::: Entries provided :::

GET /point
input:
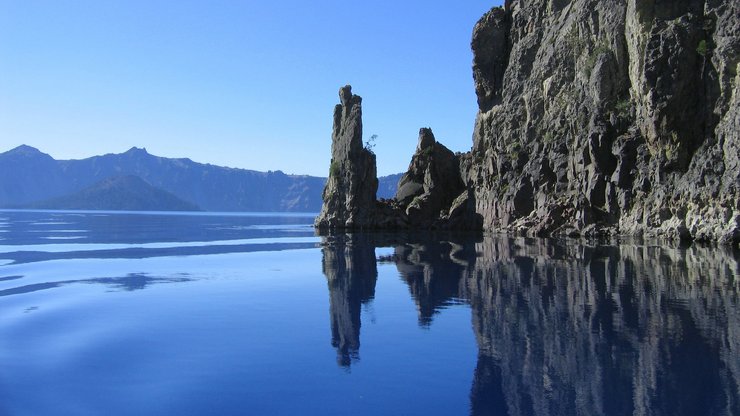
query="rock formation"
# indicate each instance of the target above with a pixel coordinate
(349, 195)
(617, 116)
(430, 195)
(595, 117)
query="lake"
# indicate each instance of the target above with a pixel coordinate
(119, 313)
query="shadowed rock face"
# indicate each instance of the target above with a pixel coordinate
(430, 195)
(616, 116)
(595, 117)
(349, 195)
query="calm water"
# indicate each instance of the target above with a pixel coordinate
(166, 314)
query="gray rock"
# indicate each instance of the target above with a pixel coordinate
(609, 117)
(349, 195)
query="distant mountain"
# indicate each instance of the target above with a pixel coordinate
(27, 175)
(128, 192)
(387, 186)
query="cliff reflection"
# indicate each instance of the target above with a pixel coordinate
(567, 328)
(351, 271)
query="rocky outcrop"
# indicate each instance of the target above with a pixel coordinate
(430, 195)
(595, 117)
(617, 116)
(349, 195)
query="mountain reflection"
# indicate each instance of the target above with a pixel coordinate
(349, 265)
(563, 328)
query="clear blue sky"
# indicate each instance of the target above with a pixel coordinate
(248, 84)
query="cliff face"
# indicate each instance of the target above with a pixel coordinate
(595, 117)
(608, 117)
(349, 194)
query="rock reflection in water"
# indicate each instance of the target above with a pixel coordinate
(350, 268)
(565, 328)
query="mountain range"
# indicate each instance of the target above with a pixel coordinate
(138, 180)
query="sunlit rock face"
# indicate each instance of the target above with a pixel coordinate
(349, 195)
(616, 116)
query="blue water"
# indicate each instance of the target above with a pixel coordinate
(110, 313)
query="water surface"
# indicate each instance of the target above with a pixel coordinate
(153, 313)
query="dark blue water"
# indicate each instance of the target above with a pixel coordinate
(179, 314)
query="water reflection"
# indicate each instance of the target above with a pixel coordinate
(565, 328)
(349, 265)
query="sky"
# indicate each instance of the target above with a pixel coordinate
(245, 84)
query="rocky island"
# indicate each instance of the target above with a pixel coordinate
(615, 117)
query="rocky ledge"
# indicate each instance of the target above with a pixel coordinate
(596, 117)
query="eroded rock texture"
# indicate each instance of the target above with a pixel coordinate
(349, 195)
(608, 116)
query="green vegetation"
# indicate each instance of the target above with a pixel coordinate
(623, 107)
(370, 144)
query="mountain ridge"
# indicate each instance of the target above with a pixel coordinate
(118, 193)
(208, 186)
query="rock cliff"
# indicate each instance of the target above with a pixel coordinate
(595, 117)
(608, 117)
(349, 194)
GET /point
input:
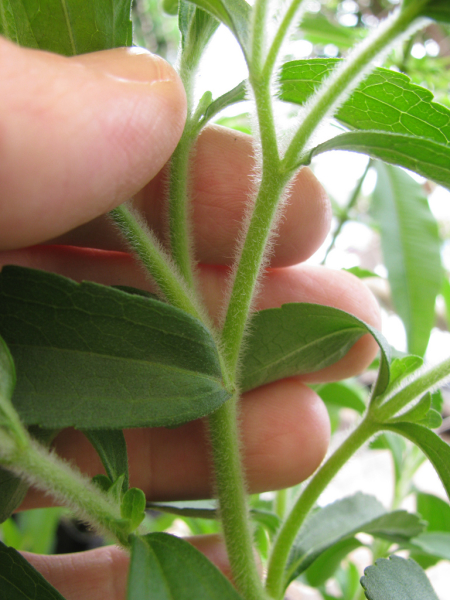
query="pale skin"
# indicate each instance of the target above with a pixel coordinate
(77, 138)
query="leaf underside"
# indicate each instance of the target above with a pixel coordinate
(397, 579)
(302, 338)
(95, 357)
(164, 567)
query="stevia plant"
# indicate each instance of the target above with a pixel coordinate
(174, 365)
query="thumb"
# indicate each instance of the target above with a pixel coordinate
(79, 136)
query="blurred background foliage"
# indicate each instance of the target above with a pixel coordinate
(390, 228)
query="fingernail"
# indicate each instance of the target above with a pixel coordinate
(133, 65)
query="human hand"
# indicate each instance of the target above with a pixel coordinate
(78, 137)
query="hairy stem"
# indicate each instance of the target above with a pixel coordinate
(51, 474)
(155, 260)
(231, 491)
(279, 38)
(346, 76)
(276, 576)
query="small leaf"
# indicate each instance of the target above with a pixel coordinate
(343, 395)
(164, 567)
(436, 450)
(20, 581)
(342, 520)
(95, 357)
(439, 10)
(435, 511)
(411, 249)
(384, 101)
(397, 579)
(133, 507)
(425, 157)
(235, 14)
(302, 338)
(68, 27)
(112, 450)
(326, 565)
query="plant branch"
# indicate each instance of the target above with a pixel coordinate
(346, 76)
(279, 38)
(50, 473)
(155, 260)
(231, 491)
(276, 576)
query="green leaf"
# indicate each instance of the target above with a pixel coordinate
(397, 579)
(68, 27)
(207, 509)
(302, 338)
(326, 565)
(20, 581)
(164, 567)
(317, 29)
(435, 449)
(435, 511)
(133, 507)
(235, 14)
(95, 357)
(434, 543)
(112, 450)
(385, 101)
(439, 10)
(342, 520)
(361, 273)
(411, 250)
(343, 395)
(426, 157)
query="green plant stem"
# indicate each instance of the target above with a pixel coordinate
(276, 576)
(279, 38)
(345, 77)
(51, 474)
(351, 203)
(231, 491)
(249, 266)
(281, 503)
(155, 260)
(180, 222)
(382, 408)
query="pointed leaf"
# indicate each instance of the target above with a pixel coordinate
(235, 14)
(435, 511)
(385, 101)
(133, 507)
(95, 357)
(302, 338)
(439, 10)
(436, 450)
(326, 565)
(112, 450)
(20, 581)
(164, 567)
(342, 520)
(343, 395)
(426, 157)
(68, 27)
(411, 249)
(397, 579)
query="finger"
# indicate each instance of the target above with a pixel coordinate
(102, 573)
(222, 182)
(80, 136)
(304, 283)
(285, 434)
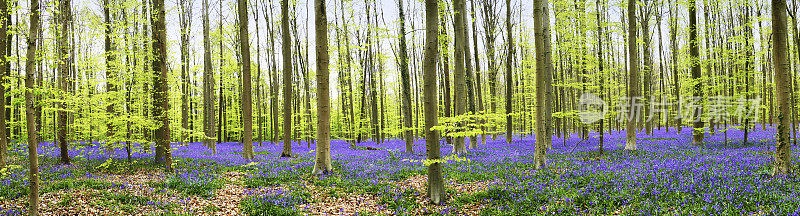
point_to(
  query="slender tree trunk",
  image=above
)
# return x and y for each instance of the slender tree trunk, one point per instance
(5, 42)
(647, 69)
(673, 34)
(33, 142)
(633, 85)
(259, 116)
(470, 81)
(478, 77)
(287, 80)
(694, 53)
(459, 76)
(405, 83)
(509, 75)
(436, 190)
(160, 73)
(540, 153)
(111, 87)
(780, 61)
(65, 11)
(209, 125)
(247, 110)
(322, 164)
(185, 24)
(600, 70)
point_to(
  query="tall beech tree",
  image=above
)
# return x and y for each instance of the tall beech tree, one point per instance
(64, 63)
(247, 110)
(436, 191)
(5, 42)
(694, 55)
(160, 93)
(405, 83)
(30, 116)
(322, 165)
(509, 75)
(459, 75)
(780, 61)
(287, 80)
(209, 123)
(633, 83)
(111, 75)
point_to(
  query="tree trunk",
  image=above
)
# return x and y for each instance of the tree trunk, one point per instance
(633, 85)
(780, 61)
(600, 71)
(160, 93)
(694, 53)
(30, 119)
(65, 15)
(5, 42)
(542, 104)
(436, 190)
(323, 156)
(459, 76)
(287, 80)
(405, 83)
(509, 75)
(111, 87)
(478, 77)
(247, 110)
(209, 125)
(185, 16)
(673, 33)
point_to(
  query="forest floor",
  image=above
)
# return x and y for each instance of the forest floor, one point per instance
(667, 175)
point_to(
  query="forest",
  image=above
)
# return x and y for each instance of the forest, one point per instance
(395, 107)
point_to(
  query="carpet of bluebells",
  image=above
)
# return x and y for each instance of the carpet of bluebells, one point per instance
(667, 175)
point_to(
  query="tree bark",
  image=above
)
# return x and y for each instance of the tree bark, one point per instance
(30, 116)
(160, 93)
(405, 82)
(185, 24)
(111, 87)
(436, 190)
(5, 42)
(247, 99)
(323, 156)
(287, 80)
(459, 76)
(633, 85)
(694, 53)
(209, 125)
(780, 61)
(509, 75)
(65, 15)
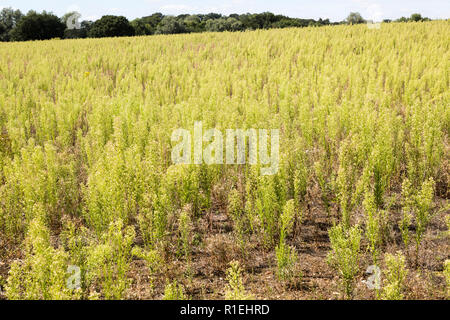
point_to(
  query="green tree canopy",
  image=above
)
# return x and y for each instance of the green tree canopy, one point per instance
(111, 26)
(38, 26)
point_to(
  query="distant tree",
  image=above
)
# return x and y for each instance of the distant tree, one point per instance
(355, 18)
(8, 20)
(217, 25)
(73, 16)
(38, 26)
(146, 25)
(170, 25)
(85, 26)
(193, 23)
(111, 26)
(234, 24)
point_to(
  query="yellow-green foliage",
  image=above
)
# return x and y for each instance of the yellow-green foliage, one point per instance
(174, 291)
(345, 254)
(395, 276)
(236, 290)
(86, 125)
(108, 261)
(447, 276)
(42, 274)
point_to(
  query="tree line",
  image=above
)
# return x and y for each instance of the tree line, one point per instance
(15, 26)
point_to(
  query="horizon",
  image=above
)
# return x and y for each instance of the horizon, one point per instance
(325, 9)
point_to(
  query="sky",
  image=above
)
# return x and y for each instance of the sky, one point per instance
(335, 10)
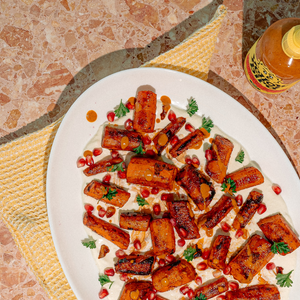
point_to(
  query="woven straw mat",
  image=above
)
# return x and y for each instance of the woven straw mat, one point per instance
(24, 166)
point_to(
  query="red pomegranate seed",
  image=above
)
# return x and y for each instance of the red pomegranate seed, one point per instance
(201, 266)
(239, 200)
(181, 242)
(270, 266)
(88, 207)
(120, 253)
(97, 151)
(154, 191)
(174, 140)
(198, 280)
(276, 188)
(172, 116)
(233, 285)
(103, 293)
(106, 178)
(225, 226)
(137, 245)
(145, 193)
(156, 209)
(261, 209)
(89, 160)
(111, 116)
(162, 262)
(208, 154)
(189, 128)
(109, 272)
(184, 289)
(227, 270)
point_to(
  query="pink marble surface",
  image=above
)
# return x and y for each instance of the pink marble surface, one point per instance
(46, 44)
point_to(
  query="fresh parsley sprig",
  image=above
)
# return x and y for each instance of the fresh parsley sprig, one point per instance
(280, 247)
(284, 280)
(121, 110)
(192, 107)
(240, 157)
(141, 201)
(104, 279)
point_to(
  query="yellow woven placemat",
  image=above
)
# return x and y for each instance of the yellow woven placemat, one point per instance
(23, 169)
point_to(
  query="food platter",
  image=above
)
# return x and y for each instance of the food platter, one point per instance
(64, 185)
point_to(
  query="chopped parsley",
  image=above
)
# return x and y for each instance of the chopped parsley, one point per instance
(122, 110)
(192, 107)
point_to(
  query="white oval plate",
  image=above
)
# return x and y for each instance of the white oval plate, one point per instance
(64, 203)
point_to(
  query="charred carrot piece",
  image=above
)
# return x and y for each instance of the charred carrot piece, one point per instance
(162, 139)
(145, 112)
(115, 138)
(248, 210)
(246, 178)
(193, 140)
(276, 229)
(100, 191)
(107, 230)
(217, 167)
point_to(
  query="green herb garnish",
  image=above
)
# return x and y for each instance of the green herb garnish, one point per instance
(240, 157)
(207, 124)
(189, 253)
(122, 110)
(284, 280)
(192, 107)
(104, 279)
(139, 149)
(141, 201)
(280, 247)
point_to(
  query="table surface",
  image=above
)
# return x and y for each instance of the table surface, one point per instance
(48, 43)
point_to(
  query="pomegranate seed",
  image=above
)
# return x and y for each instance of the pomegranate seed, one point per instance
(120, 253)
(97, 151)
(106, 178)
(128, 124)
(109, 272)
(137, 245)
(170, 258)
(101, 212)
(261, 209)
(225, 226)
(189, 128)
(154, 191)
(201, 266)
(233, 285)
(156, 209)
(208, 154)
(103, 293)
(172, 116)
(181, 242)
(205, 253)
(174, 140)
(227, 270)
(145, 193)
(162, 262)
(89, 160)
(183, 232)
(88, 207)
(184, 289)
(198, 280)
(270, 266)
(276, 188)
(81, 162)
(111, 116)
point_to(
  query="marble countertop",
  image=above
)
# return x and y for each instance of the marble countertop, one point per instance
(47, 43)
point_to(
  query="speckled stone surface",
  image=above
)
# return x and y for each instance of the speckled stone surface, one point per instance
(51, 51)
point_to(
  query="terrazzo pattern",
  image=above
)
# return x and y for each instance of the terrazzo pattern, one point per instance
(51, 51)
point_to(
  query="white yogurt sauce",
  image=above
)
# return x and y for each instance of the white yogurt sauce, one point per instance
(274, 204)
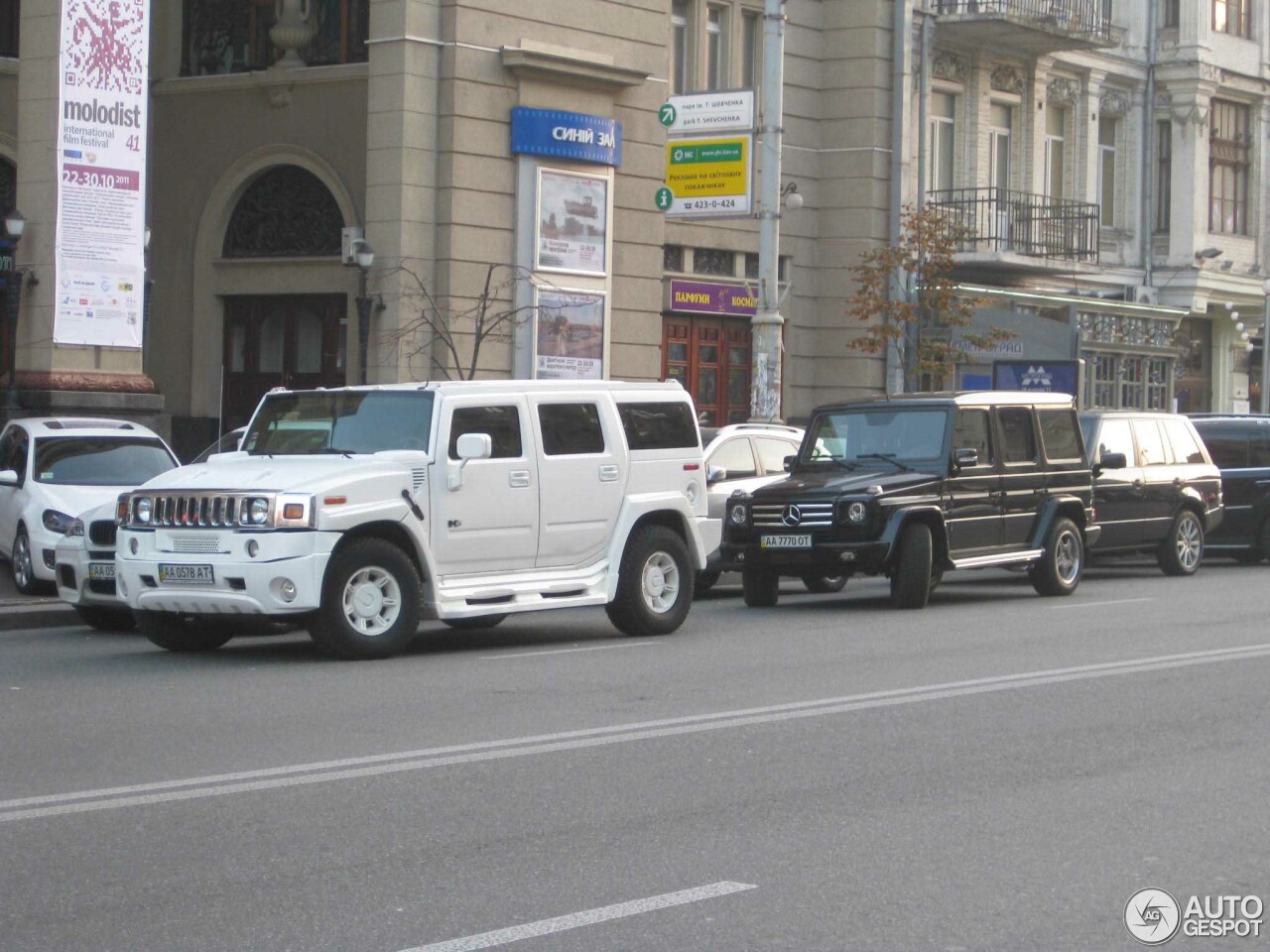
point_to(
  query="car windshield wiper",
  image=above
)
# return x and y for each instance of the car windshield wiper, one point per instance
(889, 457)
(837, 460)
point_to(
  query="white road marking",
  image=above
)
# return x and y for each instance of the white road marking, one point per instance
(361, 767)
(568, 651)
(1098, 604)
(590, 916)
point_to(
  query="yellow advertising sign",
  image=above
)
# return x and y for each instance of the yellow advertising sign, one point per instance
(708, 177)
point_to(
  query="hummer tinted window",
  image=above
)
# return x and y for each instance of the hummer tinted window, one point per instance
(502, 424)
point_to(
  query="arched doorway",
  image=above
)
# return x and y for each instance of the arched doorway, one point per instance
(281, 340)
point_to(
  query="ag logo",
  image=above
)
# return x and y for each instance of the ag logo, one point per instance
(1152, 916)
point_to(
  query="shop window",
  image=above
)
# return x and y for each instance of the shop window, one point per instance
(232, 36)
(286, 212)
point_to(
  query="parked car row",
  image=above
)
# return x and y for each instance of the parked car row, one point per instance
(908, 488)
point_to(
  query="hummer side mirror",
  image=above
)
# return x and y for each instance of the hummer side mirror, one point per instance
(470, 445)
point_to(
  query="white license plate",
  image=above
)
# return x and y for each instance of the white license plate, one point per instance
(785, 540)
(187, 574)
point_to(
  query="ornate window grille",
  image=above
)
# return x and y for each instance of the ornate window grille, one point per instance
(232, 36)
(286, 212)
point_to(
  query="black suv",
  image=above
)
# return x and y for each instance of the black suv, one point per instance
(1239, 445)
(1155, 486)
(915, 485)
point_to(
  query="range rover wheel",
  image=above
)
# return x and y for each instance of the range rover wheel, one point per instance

:::

About this exercise — In the lines above, find the word "leaf" and copy every line it occurs in.

Solution —
query="leaf underside"
query="small leaf"
query="green leaf"
query="pointed leaf"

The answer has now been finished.